---- Extracted text

Bronze-Age Miners Brought Cooked Meals To Work 1,000 Years Ago

Austrian researchers have revealed that Bronze-Age miners used to bring cooked lunches to their workplace.

The study looked into the dietary habits of workers in the Late Bronze Age in the Austrian state of Lower Austria, and was led by Dr Andreas Heiss of the Austrian Academy of Sciences.

Heiss and his associates found charred remains of millet, cereal grains and lentils which they obtained from Prigglitz-Gasteil in the Eastern Alps, a copper mine that was active between 1,100 and 900 BC, during the Late Bronze Age.

While not quite Cornish pasties, the research team did identify a number of cereal plant remains with signs of various forms of processing, such as grinding and dehulling.

Heiss et al, 2021, PLOS ONE, OAW, OAI/Newsflash
Charred finds of the most important cultivated crops from the Late Bronze Age layers at Prigglitz-Gasteil including (a-c) a proso millet (Panicum miliaceum), a foxtail millet (Setaria italica), a lentil (cf. Lens culinaris).

However, there was no evidence of this kind of preparation being done at the mine, which suggests the cereal was processed and possibly cooked off-site before being brought to the mine.

Heiss said: “All the early stages of processing were missing and this is usually a good indicator for a consumer habit that people did not produce it themselves, but received food that was already pre-processed.”

It is still unclear where the delivered foods were originally processed, although researchers suspect nearby farmlands or possibly more distant sources.

As liquids were not preserved, researchers cannot precisely determine which dishes were part of the miners’ diet.

Previous research showed that these miners had pork delivered to them, but the newest findings suggest that plant-based foods were a major part of their diet too.

Credit: Peter Trebsche, University of Innsbruck/Newsflash
The Late Bronze Age metallurgical site of Prigglitz-Gasteil in the federal state of Lower Austria in Austria during excavation.

--------
---- Material provided

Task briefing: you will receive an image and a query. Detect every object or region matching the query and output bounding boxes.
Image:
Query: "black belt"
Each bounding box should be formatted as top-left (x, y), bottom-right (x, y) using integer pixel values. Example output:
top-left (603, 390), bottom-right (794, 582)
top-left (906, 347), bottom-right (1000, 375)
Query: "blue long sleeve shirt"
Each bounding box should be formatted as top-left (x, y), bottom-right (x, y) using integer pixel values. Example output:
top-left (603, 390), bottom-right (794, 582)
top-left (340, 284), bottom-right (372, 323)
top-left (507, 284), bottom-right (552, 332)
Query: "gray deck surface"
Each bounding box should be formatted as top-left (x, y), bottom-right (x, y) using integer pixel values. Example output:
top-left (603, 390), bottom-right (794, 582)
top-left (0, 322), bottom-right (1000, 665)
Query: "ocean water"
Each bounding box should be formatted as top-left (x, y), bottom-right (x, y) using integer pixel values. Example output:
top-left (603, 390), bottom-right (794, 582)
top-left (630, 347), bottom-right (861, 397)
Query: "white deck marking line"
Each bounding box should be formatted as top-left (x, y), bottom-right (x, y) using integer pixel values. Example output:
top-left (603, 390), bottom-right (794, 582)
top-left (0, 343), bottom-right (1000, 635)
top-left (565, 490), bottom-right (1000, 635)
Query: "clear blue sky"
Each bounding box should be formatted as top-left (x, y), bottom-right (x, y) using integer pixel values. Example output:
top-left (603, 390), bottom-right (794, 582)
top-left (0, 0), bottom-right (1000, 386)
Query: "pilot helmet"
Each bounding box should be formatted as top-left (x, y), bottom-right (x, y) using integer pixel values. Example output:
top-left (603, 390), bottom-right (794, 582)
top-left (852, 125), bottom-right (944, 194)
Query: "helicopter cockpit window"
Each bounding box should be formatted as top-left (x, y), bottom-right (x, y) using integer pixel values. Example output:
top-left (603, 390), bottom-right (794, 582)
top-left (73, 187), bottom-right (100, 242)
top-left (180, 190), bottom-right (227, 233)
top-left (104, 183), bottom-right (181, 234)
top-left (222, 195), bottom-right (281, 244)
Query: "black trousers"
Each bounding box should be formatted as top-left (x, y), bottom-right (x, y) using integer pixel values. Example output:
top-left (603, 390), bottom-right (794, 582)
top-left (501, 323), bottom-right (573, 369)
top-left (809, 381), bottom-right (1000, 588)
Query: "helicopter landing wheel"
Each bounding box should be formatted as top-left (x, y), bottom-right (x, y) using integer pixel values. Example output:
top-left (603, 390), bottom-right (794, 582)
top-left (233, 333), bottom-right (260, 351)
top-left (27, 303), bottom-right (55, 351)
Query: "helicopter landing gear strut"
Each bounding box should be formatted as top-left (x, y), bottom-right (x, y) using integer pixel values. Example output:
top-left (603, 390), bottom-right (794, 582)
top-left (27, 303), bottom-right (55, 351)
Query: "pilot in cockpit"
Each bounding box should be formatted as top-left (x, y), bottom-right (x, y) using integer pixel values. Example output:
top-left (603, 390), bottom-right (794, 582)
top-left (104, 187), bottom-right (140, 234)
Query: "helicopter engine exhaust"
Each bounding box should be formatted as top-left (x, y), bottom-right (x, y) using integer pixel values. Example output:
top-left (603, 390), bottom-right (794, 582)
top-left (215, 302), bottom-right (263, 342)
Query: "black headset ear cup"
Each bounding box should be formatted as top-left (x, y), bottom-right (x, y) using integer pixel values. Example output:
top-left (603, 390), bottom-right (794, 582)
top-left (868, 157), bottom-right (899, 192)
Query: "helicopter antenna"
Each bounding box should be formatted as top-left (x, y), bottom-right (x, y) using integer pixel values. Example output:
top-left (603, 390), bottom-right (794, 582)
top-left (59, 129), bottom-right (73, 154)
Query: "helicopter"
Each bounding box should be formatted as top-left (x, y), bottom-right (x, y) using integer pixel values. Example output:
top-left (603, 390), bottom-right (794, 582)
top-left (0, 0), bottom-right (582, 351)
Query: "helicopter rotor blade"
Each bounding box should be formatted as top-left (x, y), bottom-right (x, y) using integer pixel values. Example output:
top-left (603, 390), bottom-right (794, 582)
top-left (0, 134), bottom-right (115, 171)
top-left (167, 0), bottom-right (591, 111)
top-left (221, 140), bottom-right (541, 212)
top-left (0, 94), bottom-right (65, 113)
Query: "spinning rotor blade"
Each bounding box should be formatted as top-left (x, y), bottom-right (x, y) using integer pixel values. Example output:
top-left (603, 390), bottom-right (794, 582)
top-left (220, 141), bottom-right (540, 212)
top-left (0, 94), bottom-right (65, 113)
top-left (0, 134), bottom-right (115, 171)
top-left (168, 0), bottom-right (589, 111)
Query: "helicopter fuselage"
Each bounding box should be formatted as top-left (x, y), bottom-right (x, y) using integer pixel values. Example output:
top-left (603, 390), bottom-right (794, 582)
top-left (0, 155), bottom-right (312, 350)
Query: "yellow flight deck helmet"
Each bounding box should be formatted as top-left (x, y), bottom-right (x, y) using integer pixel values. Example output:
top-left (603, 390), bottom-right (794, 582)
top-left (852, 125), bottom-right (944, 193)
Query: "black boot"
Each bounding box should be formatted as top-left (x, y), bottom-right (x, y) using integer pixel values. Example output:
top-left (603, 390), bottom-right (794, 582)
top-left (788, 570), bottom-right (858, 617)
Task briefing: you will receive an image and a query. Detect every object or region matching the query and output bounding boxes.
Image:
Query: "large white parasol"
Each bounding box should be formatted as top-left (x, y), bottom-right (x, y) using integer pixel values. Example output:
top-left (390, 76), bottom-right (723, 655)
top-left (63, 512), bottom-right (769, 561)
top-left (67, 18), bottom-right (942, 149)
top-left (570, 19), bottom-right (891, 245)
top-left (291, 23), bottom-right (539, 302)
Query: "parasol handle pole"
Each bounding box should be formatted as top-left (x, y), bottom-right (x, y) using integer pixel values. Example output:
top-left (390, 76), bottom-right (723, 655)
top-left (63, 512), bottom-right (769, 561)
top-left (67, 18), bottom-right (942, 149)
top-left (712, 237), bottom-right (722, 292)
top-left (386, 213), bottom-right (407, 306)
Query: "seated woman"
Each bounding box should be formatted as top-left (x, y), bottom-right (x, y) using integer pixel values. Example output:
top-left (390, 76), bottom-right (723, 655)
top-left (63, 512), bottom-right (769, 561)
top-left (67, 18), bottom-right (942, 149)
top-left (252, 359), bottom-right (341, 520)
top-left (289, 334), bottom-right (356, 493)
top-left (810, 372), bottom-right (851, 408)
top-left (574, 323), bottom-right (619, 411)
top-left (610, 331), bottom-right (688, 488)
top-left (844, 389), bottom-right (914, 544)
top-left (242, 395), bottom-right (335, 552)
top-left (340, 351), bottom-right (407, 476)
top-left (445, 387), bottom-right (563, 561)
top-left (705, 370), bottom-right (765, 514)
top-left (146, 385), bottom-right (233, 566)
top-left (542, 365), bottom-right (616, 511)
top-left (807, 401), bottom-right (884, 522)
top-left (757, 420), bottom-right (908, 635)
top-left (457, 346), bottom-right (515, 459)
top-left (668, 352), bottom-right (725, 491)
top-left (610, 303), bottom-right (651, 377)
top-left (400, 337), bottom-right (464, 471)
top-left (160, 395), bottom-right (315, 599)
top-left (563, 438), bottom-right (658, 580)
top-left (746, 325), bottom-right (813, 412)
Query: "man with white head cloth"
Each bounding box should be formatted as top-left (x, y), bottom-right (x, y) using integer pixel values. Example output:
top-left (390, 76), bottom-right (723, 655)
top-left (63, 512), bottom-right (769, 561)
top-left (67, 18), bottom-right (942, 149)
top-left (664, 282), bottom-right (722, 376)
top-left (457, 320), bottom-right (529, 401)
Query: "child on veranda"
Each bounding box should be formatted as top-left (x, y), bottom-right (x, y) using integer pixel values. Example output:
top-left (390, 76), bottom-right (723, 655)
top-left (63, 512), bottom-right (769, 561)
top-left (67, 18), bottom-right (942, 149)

--------

Retype the passage in the article about Bronze-Age miners' lunches, from "The study looked" up to and including "Academy of Sciences.".

:: Worked solution ::
The study looked into the dietary habits of workers in the Late Bronze Age in the Austrian state of Lower Austria, and was led by Dr Andreas Heiss of the Austrian Academy of Sciences.